§ Task to complete: Print the range of lines that opens with the line containing "Indicate the cathedral facade" and closes with the last line of the listing. Include both ends; print nothing more.

§ Position identification records:
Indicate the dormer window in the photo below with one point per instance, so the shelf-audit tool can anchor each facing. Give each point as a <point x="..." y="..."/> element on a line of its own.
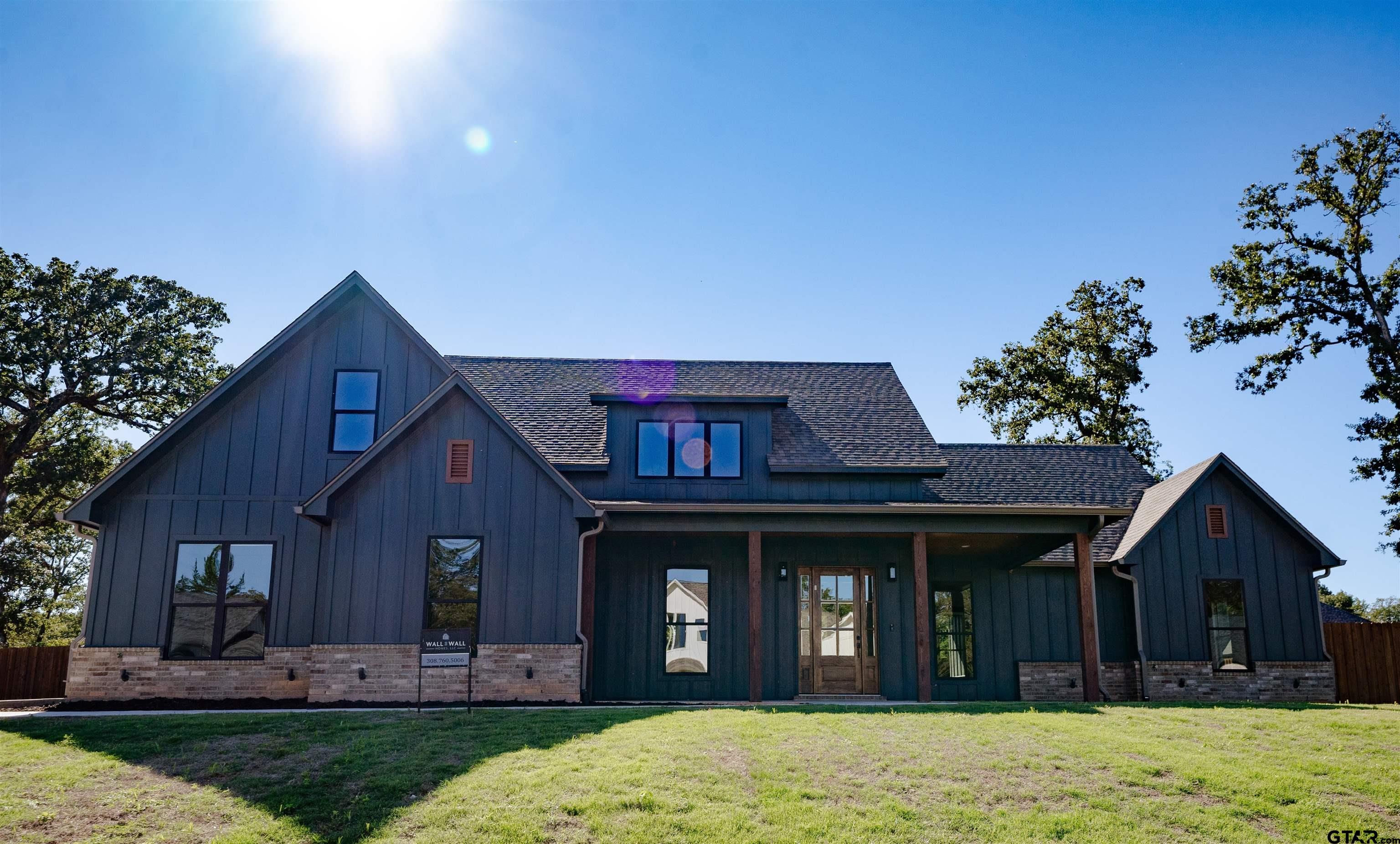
<point x="689" y="450"/>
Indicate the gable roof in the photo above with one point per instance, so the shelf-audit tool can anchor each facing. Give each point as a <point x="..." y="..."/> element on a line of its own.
<point x="82" y="510"/>
<point x="317" y="507"/>
<point x="1161" y="499"/>
<point x="836" y="418"/>
<point x="1044" y="475"/>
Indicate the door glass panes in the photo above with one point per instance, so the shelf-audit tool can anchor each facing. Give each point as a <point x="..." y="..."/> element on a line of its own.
<point x="952" y="630"/>
<point x="724" y="450"/>
<point x="838" y="615"/>
<point x="688" y="622"/>
<point x="653" y="450"/>
<point x="692" y="454"/>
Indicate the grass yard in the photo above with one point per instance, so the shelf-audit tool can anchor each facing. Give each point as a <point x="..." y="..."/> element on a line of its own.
<point x="1014" y="772"/>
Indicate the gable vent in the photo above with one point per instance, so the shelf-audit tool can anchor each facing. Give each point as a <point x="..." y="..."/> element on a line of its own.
<point x="460" y="454"/>
<point x="1216" y="521"/>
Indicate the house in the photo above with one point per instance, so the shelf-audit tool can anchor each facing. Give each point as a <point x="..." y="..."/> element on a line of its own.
<point x="664" y="531"/>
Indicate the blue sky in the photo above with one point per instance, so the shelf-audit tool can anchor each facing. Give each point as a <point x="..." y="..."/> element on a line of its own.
<point x="901" y="183"/>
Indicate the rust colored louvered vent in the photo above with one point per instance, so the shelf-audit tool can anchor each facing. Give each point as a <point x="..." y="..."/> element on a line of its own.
<point x="1216" y="521"/>
<point x="460" y="454"/>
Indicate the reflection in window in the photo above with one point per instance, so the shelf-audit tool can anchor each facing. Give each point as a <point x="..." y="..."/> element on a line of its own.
<point x="454" y="583"/>
<point x="356" y="408"/>
<point x="688" y="614"/>
<point x="838" y="602"/>
<point x="1225" y="625"/>
<point x="952" y="630"/>
<point x="220" y="601"/>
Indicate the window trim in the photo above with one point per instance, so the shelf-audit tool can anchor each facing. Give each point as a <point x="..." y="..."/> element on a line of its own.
<point x="707" y="624"/>
<point x="481" y="583"/>
<point x="671" y="450"/>
<point x="1206" y="618"/>
<point x="933" y="622"/>
<point x="378" y="389"/>
<point x="173" y="556"/>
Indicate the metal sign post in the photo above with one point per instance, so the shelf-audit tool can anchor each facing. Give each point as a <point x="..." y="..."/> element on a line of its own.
<point x="446" y="649"/>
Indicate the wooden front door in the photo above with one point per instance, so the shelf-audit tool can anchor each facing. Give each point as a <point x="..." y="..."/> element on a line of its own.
<point x="836" y="630"/>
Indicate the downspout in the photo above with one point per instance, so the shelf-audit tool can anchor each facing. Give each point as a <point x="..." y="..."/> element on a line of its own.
<point x="579" y="604"/>
<point x="1138" y="624"/>
<point x="1322" y="632"/>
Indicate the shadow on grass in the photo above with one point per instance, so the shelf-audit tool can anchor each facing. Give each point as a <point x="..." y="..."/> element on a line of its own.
<point x="342" y="776"/>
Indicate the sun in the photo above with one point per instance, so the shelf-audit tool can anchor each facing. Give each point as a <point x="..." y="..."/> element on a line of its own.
<point x="362" y="46"/>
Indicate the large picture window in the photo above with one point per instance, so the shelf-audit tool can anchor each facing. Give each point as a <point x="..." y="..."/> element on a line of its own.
<point x="688" y="626"/>
<point x="454" y="583"/>
<point x="952" y="630"/>
<point x="356" y="410"/>
<point x="689" y="450"/>
<point x="220" y="601"/>
<point x="1225" y="628"/>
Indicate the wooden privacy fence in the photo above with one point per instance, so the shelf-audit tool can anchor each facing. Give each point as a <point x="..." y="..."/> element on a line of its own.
<point x="27" y="674"/>
<point x="1367" y="660"/>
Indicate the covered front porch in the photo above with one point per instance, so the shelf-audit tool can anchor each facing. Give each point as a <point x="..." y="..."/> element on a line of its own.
<point x="686" y="608"/>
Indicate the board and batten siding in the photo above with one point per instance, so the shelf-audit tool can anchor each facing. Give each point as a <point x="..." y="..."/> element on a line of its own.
<point x="238" y="472"/>
<point x="758" y="483"/>
<point x="1262" y="551"/>
<point x="376" y="560"/>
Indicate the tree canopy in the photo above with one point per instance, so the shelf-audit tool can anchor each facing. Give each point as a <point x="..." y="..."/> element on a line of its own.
<point x="82" y="350"/>
<point x="1076" y="377"/>
<point x="1311" y="281"/>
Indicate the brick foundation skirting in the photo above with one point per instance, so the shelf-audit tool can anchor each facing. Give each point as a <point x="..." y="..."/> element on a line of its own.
<point x="1065" y="680"/>
<point x="328" y="674"/>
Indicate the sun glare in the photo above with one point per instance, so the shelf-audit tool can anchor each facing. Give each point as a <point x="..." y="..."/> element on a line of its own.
<point x="362" y="46"/>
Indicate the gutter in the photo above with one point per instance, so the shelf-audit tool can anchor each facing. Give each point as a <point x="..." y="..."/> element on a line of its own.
<point x="1138" y="624"/>
<point x="1322" y="632"/>
<point x="579" y="604"/>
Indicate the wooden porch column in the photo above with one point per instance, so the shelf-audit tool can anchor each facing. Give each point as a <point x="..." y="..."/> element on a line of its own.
<point x="755" y="616"/>
<point x="1088" y="618"/>
<point x="921" y="629"/>
<point x="587" y="607"/>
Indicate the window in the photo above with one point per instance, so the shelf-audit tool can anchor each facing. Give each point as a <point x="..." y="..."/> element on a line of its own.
<point x="356" y="410"/>
<point x="1225" y="625"/>
<point x="689" y="450"/>
<point x="454" y="583"/>
<point x="220" y="601"/>
<point x="688" y="632"/>
<point x="952" y="630"/>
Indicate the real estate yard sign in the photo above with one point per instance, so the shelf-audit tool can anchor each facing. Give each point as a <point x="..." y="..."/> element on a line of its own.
<point x="446" y="649"/>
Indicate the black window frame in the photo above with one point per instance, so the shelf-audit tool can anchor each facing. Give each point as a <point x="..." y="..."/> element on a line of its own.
<point x="1244" y="605"/>
<point x="220" y="599"/>
<point x="481" y="581"/>
<point x="665" y="624"/>
<point x="969" y="636"/>
<point x="336" y="415"/>
<point x="671" y="450"/>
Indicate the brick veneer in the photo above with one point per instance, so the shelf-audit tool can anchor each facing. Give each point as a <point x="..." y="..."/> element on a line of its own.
<point x="96" y="674"/>
<point x="1269" y="682"/>
<point x="1050" y="680"/>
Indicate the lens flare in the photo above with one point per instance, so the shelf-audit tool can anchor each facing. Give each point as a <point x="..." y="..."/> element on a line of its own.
<point x="478" y="140"/>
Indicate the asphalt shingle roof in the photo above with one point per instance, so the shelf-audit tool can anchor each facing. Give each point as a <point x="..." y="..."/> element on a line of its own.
<point x="1038" y="475"/>
<point x="836" y="415"/>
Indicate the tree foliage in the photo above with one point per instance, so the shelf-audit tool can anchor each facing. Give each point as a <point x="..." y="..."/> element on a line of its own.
<point x="1076" y="377"/>
<point x="1318" y="287"/>
<point x="82" y="350"/>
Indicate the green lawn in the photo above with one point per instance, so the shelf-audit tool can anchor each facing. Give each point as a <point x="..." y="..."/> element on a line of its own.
<point x="1014" y="772"/>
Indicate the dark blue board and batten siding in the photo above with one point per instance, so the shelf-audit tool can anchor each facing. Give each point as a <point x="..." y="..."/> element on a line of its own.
<point x="373" y="578"/>
<point x="758" y="483"/>
<point x="1271" y="559"/>
<point x="241" y="469"/>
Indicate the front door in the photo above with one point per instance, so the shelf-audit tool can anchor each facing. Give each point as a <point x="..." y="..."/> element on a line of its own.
<point x="836" y="619"/>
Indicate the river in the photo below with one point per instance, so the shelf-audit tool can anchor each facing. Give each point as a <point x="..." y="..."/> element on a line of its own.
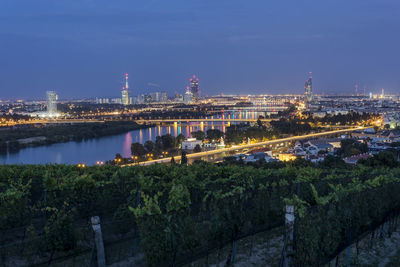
<point x="105" y="148"/>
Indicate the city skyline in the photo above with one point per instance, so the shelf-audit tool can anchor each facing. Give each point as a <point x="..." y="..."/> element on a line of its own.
<point x="234" y="47"/>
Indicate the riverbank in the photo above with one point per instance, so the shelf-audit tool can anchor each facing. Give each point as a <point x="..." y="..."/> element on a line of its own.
<point x="14" y="139"/>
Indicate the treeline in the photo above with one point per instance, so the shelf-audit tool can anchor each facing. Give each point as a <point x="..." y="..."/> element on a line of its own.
<point x="62" y="133"/>
<point x="239" y="133"/>
<point x="182" y="210"/>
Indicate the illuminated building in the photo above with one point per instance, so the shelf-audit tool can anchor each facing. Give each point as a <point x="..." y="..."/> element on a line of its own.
<point x="308" y="89"/>
<point x="188" y="96"/>
<point x="194" y="88"/>
<point x="125" y="92"/>
<point x="52" y="98"/>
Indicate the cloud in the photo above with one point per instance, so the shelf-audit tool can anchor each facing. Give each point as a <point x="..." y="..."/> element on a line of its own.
<point x="153" y="84"/>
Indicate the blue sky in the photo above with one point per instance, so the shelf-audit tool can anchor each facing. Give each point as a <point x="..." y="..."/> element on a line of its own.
<point x="81" y="48"/>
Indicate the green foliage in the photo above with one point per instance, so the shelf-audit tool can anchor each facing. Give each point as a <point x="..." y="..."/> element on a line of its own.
<point x="179" y="209"/>
<point x="350" y="147"/>
<point x="199" y="135"/>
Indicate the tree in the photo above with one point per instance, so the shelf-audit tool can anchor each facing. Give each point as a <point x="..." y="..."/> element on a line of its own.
<point x="214" y="134"/>
<point x="197" y="149"/>
<point x="137" y="149"/>
<point x="350" y="147"/>
<point x="199" y="135"/>
<point x="149" y="146"/>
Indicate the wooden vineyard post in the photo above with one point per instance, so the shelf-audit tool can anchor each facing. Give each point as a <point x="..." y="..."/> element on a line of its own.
<point x="98" y="239"/>
<point x="288" y="252"/>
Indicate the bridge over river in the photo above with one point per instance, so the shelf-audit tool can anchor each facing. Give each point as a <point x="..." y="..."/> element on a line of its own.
<point x="214" y="155"/>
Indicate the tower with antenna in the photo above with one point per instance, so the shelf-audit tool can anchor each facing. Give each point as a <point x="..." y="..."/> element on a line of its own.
<point x="308" y="89"/>
<point x="125" y="91"/>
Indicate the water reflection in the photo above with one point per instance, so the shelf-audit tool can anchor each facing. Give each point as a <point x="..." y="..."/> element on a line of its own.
<point x="105" y="148"/>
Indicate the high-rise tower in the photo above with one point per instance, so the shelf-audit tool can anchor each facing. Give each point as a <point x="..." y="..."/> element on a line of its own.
<point x="125" y="92"/>
<point x="52" y="98"/>
<point x="194" y="88"/>
<point x="308" y="88"/>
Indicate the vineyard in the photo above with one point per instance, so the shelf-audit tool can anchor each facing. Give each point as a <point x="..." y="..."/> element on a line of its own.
<point x="174" y="215"/>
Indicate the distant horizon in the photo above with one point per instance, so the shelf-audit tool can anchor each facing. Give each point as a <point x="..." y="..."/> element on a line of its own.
<point x="82" y="48"/>
<point x="43" y="99"/>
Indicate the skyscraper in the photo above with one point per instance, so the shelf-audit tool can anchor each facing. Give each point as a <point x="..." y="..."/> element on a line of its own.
<point x="308" y="88"/>
<point x="194" y="88"/>
<point x="52" y="98"/>
<point x="125" y="92"/>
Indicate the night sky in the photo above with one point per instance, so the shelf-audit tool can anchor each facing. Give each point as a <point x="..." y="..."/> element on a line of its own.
<point x="82" y="48"/>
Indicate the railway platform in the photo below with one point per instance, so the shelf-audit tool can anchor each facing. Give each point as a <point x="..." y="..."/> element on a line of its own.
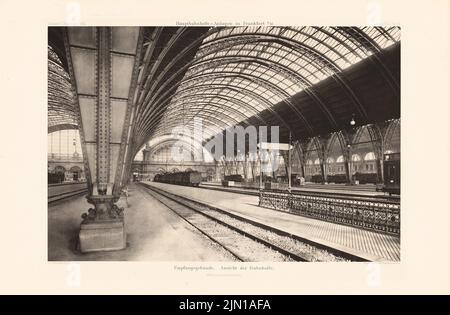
<point x="362" y="190"/>
<point x="154" y="233"/>
<point x="366" y="244"/>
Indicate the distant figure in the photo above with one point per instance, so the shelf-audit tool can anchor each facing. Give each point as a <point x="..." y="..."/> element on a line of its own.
<point x="125" y="193"/>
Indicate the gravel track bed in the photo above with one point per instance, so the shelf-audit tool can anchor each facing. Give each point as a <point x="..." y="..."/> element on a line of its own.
<point x="309" y="252"/>
<point x="243" y="247"/>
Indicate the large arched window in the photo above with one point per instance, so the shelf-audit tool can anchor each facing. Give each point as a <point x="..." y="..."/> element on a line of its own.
<point x="356" y="158"/>
<point x="370" y="156"/>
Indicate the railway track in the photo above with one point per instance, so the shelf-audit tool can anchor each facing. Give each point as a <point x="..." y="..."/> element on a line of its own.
<point x="245" y="239"/>
<point x="66" y="195"/>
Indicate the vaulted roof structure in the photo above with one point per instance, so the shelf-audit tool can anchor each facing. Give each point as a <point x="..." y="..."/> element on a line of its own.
<point x="307" y="80"/>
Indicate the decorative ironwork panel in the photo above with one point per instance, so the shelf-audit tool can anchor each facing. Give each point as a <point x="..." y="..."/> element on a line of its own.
<point x="367" y="213"/>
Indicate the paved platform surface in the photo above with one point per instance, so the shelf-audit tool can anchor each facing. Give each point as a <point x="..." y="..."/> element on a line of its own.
<point x="339" y="189"/>
<point x="154" y="233"/>
<point x="371" y="245"/>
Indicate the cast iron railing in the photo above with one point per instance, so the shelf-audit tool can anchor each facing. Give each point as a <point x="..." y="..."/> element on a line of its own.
<point x="365" y="212"/>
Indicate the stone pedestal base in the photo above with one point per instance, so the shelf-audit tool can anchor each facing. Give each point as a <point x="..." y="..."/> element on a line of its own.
<point x="102" y="236"/>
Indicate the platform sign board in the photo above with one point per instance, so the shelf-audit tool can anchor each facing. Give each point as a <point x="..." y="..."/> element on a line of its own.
<point x="274" y="146"/>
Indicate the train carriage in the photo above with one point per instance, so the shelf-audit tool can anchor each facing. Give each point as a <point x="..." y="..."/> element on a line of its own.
<point x="189" y="178"/>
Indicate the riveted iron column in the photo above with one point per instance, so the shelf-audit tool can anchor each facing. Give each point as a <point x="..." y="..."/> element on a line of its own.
<point x="104" y="68"/>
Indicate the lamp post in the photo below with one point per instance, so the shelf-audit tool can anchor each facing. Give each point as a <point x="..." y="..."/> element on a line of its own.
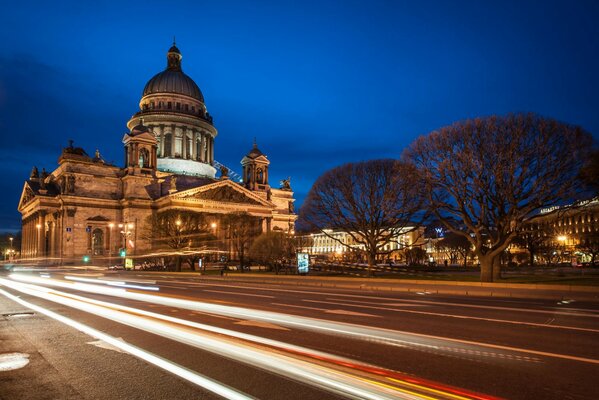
<point x="110" y="226"/>
<point x="39" y="227"/>
<point x="214" y="226"/>
<point x="562" y="239"/>
<point x="126" y="231"/>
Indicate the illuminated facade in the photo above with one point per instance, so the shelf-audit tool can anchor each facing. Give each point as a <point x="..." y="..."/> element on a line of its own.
<point x="569" y="234"/>
<point x="338" y="244"/>
<point x="87" y="207"/>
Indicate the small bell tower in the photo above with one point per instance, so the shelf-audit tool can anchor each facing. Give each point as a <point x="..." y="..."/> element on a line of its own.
<point x="255" y="170"/>
<point x="140" y="149"/>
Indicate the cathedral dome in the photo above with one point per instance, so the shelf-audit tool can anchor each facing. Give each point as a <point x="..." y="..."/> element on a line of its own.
<point x="172" y="80"/>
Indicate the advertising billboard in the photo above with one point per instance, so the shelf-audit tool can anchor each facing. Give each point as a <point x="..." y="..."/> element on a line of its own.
<point x="303" y="263"/>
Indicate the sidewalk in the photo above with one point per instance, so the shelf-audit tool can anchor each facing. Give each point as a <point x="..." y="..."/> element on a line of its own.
<point x="515" y="290"/>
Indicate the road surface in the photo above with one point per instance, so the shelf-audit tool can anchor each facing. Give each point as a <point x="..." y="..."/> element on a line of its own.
<point x="134" y="335"/>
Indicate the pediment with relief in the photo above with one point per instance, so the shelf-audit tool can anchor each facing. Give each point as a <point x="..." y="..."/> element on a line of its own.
<point x="226" y="195"/>
<point x="26" y="196"/>
<point x="223" y="192"/>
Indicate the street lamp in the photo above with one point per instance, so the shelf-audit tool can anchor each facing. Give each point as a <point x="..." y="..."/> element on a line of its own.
<point x="110" y="225"/>
<point x="125" y="232"/>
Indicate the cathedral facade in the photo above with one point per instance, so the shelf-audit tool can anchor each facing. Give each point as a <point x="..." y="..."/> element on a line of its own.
<point x="89" y="208"/>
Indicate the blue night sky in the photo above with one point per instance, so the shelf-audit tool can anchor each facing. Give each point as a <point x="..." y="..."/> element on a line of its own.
<point x="317" y="83"/>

§ Full output:
Indicate the cathedral facade in the photo above with one point per instance, so the shelf-audit tool can anchor each facing. Give each point as a <point x="..." y="..."/> element on a line of its own.
<point x="89" y="208"/>
Indicate the blue night sky in the photo above with one point per instance, so the shelf-audit tool can anchor each facing. Give each point as a <point x="..." y="..."/> element on a line of its own.
<point x="317" y="83"/>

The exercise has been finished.